--- start ---
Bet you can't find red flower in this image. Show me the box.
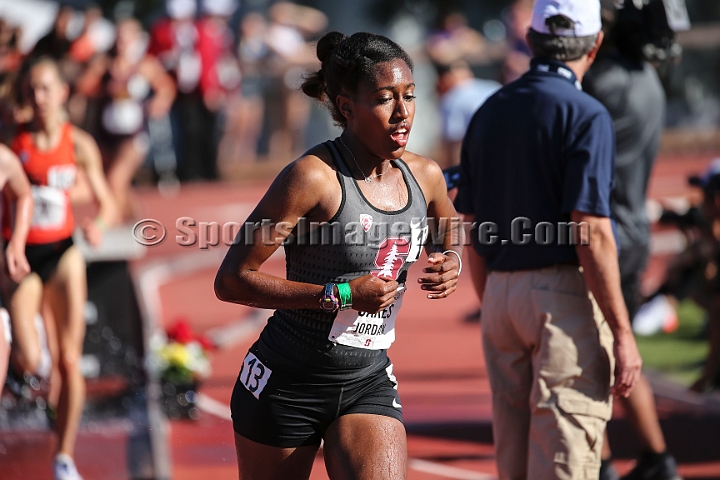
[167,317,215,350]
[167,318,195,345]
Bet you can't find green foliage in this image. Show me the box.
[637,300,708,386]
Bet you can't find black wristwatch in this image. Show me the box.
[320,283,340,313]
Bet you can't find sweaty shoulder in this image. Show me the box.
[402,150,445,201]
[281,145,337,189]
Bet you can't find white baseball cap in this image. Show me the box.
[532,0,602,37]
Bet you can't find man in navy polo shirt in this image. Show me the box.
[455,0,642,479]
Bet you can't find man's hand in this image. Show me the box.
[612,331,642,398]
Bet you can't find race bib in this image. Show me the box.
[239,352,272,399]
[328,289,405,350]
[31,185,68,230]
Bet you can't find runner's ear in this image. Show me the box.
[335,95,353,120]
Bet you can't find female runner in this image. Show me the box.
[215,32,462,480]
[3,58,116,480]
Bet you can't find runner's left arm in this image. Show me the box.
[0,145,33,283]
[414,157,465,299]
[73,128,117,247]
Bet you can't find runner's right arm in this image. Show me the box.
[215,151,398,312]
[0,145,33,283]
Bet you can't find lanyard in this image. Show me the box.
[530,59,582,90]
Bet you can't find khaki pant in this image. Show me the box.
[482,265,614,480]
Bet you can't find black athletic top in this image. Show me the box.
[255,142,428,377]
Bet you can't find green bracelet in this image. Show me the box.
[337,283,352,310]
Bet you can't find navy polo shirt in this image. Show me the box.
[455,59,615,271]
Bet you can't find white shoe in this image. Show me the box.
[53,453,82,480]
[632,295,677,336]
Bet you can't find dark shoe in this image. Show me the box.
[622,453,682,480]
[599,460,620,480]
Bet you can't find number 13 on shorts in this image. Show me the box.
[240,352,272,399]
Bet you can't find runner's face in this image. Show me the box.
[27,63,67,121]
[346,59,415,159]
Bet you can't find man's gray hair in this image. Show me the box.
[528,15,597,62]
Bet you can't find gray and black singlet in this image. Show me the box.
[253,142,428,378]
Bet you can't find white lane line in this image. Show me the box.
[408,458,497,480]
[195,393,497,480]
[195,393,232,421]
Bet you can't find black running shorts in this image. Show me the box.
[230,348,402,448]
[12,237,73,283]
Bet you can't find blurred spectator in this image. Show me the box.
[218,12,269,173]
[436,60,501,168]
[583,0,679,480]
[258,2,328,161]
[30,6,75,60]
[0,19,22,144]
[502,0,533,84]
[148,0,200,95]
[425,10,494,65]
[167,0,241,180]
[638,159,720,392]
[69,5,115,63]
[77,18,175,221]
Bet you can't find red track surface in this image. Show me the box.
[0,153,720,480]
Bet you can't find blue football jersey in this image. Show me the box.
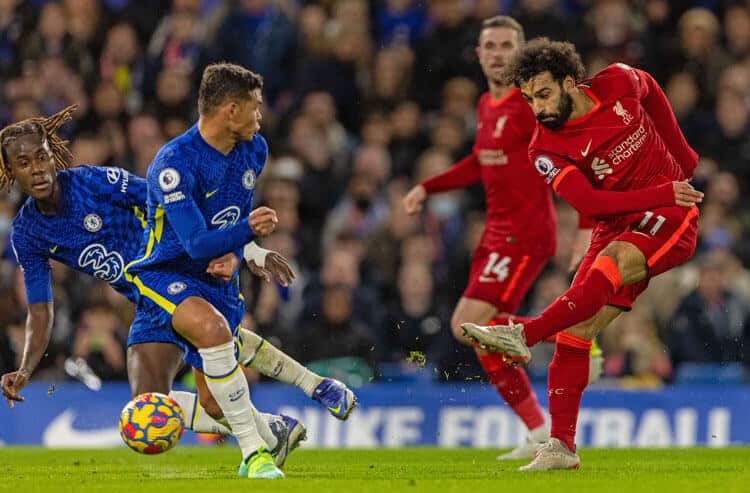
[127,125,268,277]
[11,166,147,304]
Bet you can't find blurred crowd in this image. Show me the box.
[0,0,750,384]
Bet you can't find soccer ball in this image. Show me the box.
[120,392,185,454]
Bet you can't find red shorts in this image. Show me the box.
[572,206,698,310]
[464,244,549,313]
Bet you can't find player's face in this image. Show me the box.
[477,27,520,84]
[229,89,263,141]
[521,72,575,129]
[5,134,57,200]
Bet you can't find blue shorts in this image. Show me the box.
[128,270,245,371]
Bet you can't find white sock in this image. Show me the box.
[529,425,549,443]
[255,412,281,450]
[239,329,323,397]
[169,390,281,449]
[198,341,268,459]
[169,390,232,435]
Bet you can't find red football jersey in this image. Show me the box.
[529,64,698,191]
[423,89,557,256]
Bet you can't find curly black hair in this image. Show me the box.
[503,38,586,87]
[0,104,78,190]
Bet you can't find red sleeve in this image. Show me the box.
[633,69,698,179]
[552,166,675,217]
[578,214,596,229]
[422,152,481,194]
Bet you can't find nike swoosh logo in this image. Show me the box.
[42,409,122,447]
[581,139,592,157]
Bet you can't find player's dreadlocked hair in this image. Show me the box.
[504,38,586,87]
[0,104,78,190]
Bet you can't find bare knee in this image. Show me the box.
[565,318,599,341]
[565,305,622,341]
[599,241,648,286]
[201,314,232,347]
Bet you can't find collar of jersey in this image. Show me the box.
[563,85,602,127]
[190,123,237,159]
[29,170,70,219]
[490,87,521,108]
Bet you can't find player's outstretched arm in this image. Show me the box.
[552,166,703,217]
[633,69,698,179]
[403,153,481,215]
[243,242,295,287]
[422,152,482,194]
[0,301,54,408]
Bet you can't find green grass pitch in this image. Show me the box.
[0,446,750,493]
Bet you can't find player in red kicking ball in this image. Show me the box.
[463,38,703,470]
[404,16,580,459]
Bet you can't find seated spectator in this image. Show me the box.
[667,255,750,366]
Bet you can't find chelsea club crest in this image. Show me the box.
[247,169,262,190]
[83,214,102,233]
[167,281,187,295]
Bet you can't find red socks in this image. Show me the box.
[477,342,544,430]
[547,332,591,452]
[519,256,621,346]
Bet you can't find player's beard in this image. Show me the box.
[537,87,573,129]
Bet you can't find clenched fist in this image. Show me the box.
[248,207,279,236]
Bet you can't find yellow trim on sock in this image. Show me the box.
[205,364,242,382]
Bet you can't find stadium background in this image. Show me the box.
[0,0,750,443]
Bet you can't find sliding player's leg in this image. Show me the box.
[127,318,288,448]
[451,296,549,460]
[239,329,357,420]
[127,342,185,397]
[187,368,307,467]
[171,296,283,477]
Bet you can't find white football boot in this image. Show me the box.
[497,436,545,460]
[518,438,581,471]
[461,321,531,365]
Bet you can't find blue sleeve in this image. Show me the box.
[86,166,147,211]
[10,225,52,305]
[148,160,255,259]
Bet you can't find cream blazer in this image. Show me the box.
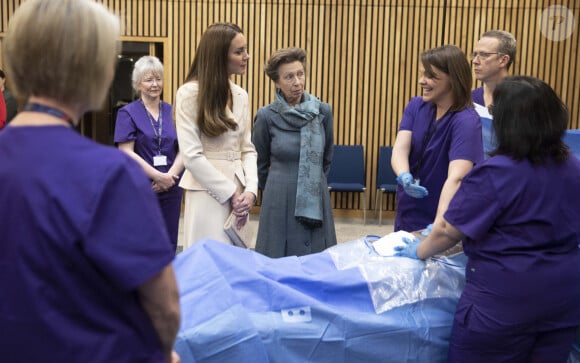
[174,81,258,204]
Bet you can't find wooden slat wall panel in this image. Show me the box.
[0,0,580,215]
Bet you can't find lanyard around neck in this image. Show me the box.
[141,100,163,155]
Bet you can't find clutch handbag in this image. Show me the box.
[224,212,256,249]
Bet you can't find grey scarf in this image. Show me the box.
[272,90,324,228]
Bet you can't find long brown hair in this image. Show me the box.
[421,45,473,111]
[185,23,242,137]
--- end ---
--- start ---
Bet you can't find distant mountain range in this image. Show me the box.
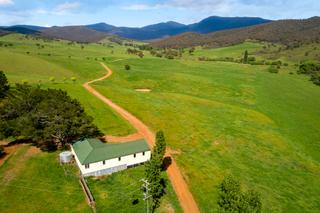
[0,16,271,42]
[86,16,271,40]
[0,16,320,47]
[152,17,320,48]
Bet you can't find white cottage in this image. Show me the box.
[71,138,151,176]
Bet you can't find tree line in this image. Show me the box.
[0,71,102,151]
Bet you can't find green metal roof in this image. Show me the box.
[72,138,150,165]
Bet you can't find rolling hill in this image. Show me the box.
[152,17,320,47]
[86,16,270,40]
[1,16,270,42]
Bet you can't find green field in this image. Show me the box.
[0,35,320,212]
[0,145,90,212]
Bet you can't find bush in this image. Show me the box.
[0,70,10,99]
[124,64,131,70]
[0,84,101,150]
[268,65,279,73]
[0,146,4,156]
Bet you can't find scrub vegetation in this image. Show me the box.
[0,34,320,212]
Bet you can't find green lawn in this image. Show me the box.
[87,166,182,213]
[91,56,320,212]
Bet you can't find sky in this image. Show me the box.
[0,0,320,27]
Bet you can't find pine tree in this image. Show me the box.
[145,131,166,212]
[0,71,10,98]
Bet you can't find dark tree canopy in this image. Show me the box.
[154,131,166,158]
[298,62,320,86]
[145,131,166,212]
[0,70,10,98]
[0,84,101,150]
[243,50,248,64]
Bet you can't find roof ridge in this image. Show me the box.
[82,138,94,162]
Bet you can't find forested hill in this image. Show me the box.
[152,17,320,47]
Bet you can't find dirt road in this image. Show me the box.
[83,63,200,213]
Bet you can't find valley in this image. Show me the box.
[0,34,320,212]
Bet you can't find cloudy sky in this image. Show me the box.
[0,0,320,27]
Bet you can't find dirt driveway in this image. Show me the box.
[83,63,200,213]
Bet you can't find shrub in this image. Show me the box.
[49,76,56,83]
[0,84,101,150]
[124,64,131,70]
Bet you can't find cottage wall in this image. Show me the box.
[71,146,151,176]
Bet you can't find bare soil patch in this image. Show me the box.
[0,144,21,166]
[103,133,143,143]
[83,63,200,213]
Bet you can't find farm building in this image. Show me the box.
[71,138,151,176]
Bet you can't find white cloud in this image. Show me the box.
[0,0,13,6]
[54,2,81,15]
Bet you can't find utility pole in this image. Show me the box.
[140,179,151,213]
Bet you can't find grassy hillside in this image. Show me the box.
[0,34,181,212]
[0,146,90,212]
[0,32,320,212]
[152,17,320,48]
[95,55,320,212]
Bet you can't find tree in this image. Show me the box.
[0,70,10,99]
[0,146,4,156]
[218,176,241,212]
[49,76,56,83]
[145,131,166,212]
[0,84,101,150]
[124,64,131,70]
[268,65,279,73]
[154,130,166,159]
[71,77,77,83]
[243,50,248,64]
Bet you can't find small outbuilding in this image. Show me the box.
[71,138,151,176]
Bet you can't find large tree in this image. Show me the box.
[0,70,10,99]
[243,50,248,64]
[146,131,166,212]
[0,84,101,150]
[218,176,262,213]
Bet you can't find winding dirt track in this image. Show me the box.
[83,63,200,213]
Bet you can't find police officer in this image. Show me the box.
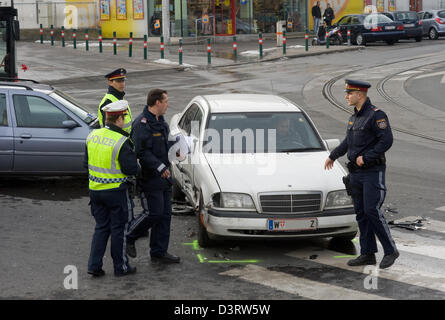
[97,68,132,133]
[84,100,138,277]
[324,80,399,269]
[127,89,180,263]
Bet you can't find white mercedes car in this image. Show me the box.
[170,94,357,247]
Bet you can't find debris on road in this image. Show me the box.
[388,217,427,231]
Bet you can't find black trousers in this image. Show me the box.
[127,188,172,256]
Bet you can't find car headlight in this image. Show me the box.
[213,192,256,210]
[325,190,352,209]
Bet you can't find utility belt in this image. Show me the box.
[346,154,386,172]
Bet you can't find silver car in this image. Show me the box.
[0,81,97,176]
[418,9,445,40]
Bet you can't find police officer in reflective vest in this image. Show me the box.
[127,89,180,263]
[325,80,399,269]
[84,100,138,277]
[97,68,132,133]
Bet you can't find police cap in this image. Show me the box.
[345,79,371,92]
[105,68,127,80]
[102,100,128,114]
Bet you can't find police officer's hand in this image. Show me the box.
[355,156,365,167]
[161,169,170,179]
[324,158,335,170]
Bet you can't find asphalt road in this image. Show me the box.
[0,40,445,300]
--- end ---
Reproduce the part of the items above that opens with the line containing "Bet you can't find clutch" and closes with the line containing "[185,23,242,137]", requests included. Scale every bounding-box coordinate in the answers by 1.1 and round each result to a whole number, with halves rounded up.

### Complete output:
Bet you can't find clutch handbag in this image. Show me the box.
[246,233,282,274]
Bet you can't find grey scarf in this image. Show me the box.
[299,99,356,251]
Bet you can't find long brown hair in this image. Show me the box.
[463,50,520,122]
[204,25,266,151]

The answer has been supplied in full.